## GIVEN PROBLEM
Please retype the records below exactly, leaving out any pictures.

## DATA SHOWN
:::::

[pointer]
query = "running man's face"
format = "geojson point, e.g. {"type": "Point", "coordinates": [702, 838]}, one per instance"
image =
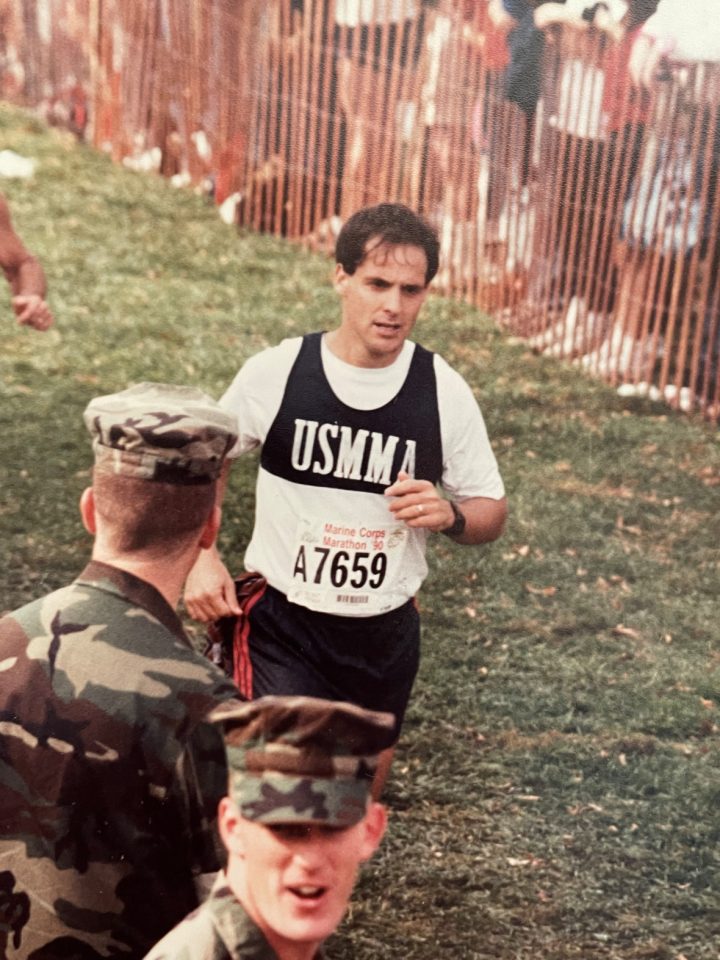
{"type": "Point", "coordinates": [295, 880]}
{"type": "Point", "coordinates": [380, 303]}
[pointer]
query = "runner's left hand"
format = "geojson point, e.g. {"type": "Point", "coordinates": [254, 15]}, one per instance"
{"type": "Point", "coordinates": [418, 504]}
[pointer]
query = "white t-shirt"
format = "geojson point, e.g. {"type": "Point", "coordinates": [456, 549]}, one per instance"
{"type": "Point", "coordinates": [289, 515]}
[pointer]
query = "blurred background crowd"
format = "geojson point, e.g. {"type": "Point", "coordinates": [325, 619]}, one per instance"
{"type": "Point", "coordinates": [567, 153]}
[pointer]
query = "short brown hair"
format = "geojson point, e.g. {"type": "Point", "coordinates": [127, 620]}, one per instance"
{"type": "Point", "coordinates": [151, 517]}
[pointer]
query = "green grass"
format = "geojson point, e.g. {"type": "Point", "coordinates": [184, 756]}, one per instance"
{"type": "Point", "coordinates": [556, 790]}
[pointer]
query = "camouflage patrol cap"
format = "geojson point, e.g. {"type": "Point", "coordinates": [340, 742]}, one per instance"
{"type": "Point", "coordinates": [160, 431]}
{"type": "Point", "coordinates": [302, 759]}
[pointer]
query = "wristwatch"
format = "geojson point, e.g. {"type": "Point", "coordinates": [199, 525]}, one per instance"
{"type": "Point", "coordinates": [458, 525]}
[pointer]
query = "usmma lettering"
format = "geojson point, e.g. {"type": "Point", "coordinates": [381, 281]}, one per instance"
{"type": "Point", "coordinates": [328, 448]}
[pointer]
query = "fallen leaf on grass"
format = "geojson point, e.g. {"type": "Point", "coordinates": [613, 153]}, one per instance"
{"type": "Point", "coordinates": [541, 591]}
{"type": "Point", "coordinates": [627, 528]}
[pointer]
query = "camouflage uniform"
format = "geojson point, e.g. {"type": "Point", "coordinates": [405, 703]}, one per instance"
{"type": "Point", "coordinates": [109, 773]}
{"type": "Point", "coordinates": [219, 930]}
{"type": "Point", "coordinates": [291, 760]}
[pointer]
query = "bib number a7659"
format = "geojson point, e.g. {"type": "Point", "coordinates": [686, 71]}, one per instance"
{"type": "Point", "coordinates": [341, 568]}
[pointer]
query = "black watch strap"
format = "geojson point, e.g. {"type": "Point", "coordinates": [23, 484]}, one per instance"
{"type": "Point", "coordinates": [458, 525]}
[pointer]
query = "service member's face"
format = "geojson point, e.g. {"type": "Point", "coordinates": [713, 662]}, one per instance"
{"type": "Point", "coordinates": [379, 303]}
{"type": "Point", "coordinates": [296, 880]}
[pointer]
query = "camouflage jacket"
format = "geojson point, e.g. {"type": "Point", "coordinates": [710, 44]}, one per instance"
{"type": "Point", "coordinates": [219, 930]}
{"type": "Point", "coordinates": [109, 776]}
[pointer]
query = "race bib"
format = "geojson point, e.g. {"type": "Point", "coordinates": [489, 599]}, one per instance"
{"type": "Point", "coordinates": [346, 569]}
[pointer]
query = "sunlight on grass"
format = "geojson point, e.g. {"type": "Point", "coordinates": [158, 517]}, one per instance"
{"type": "Point", "coordinates": [555, 793]}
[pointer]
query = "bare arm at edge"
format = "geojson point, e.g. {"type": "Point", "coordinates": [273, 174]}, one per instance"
{"type": "Point", "coordinates": [209, 589]}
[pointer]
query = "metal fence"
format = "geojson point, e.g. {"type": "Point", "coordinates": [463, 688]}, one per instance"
{"type": "Point", "coordinates": [585, 218]}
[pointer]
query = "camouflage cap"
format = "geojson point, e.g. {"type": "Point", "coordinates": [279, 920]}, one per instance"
{"type": "Point", "coordinates": [160, 431]}
{"type": "Point", "coordinates": [301, 759]}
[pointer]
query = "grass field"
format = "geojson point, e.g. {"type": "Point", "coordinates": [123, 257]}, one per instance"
{"type": "Point", "coordinates": [556, 793]}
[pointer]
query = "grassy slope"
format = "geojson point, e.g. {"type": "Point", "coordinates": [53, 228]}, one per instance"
{"type": "Point", "coordinates": [557, 788]}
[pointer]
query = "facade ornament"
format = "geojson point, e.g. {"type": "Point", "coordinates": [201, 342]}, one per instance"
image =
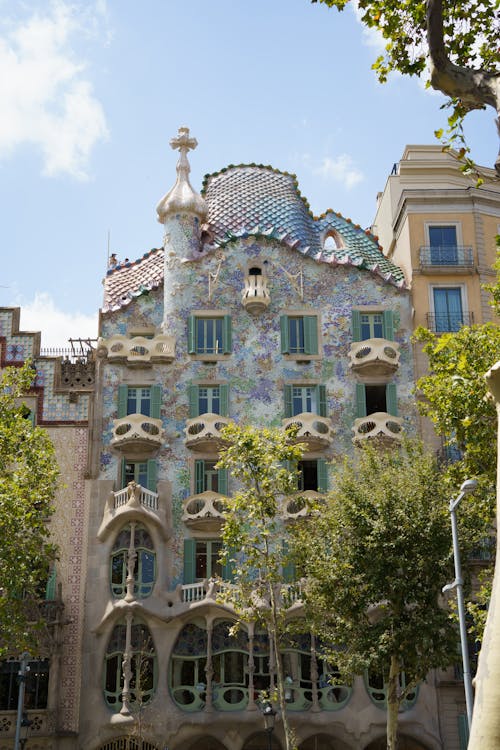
{"type": "Point", "coordinates": [182, 198]}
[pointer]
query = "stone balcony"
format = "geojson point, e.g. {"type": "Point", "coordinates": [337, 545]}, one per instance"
{"type": "Point", "coordinates": [204, 512]}
{"type": "Point", "coordinates": [137, 436]}
{"type": "Point", "coordinates": [203, 433]}
{"type": "Point", "coordinates": [138, 350]}
{"type": "Point", "coordinates": [134, 502]}
{"type": "Point", "coordinates": [255, 297]}
{"type": "Point", "coordinates": [301, 505]}
{"type": "Point", "coordinates": [312, 430]}
{"type": "Point", "coordinates": [380, 425]}
{"type": "Point", "coordinates": [374, 357]}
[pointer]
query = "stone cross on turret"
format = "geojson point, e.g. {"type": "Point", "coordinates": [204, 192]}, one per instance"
{"type": "Point", "coordinates": [182, 199]}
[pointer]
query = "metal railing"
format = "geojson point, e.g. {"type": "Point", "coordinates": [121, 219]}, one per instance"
{"type": "Point", "coordinates": [449, 322]}
{"type": "Point", "coordinates": [446, 255]}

:::::

## RESPONSE
[pointer]
query = "running man's face"
format = "geojson point, e.g. {"type": "Point", "coordinates": [702, 838]}, one per instance"
image =
{"type": "Point", "coordinates": [295, 880]}
{"type": "Point", "coordinates": [380, 303]}
[pointer]
query = "runner's left hand"
format = "geojson point, e.g. {"type": "Point", "coordinates": [254, 15]}, one per instance"
{"type": "Point", "coordinates": [418, 504]}
[pointer]
query = "white t-shirt"
format = "geojson point, e.g. {"type": "Point", "coordinates": [456, 549]}, one per instance"
{"type": "Point", "coordinates": [289, 515]}
[pointer]
query = "blurred background crowd"
format = "geojson point, e.g. {"type": "Point", "coordinates": [325, 619]}, one per instance"
{"type": "Point", "coordinates": [567, 153]}
[pointer]
query = "short brown hair"
format = "geojson point, e.g. {"type": "Point", "coordinates": [127, 620]}, one per instance"
{"type": "Point", "coordinates": [151, 517]}
[pointer]
query = "green grass"
format = "geojson point, e.g. {"type": "Point", "coordinates": [184, 756]}, one per instance"
{"type": "Point", "coordinates": [556, 790]}
[pointer]
query = "camouflage patrol cap"
format = "geojson point, e.g. {"type": "Point", "coordinates": [340, 742]}, one per instance"
{"type": "Point", "coordinates": [160, 431]}
{"type": "Point", "coordinates": [302, 759]}
[pointer]
query = "wristwatch"
format = "geojson point, e.g. {"type": "Point", "coordinates": [199, 525]}, one per instance"
{"type": "Point", "coordinates": [458, 525]}
[pointer]
query = "usmma lettering"
format = "geojson point, e.g. {"type": "Point", "coordinates": [381, 281]}, one per instance"
{"type": "Point", "coordinates": [328, 448]}
[pointer]
query = "fallen leaf on grass"
format = "geojson point, e.g. {"type": "Point", "coordinates": [613, 153]}, one per instance"
{"type": "Point", "coordinates": [541, 591]}
{"type": "Point", "coordinates": [627, 528]}
[pointer]
query = "camouflage uniform"
format = "geojson point, e.g. {"type": "Point", "coordinates": [405, 703]}, one per instance"
{"type": "Point", "coordinates": [109, 773]}
{"type": "Point", "coordinates": [219, 930]}
{"type": "Point", "coordinates": [291, 760]}
[pointer]
query = "bib number a7659"
format = "geojson point, e.g. {"type": "Point", "coordinates": [686, 71]}, one per instance"
{"type": "Point", "coordinates": [341, 568]}
[pointer]
query = "black watch strap"
format = "geojson point, e.g. {"type": "Point", "coordinates": [23, 484]}, one per instance"
{"type": "Point", "coordinates": [458, 525]}
[pointer]
query = "service member's face"
format = "geojson point, e.g. {"type": "Point", "coordinates": [713, 662]}, one per instance"
{"type": "Point", "coordinates": [379, 303]}
{"type": "Point", "coordinates": [296, 880]}
[pointer]
query = "camouflage jacket"
format = "geojson point, e.g. {"type": "Point", "coordinates": [710, 44]}, one per instance"
{"type": "Point", "coordinates": [219, 930]}
{"type": "Point", "coordinates": [109, 776]}
[pointer]
query = "race bib"
format = "geojson point, e.g. {"type": "Point", "coordinates": [489, 599]}, one per instance"
{"type": "Point", "coordinates": [346, 569]}
[pointer]
query = "sunlight on grass"
format = "geojson point, e.g. {"type": "Point", "coordinates": [158, 517]}, one per instance"
{"type": "Point", "coordinates": [555, 793]}
[pointer]
query = "bare arm at edge"
format = "geojson point, e.g. {"type": "Point", "coordinates": [273, 174]}, one per instance"
{"type": "Point", "coordinates": [209, 589]}
[pointer]
query = "metal fence"
format = "geojson point, e.g. {"type": "Point", "coordinates": [463, 688]}, one per instance"
{"type": "Point", "coordinates": [585, 218]}
[pointer]
query = "camouflage cap"
format = "geojson point, e.g. {"type": "Point", "coordinates": [279, 920]}, one per instance"
{"type": "Point", "coordinates": [160, 431]}
{"type": "Point", "coordinates": [301, 759]}
[pointer]
query = "grass field"
format = "geojson point, e.g. {"type": "Point", "coordinates": [123, 257]}, one per instance"
{"type": "Point", "coordinates": [556, 793]}
[pointer]
query = "grassy slope"
format = "geojson point, e.g. {"type": "Point", "coordinates": [53, 228]}, one per instance"
{"type": "Point", "coordinates": [557, 788]}
[pointer]
query = "facade ornament"
format = "geojson point, e.g. {"type": "Point", "coordinates": [201, 342]}, one per instance"
image =
{"type": "Point", "coordinates": [182, 198]}
[pointer]
query = "stone balcony"
format = "geojson point, e.g. {"type": "Point", "coordinates": [337, 545]}, one per instance"
{"type": "Point", "coordinates": [204, 512]}
{"type": "Point", "coordinates": [137, 436]}
{"type": "Point", "coordinates": [203, 433]}
{"type": "Point", "coordinates": [138, 350]}
{"type": "Point", "coordinates": [134, 502]}
{"type": "Point", "coordinates": [255, 297]}
{"type": "Point", "coordinates": [301, 505]}
{"type": "Point", "coordinates": [312, 430]}
{"type": "Point", "coordinates": [380, 425]}
{"type": "Point", "coordinates": [374, 357]}
[pointer]
query = "stone cross on turret"
format = "geojson point, e.g. {"type": "Point", "coordinates": [204, 192]}, one per instance"
{"type": "Point", "coordinates": [182, 199]}
[pointer]
query = "metal railing"
format = "geojson point, e.g. {"type": "Point", "coordinates": [121, 219]}, one per instance"
{"type": "Point", "coordinates": [449, 322]}
{"type": "Point", "coordinates": [446, 255]}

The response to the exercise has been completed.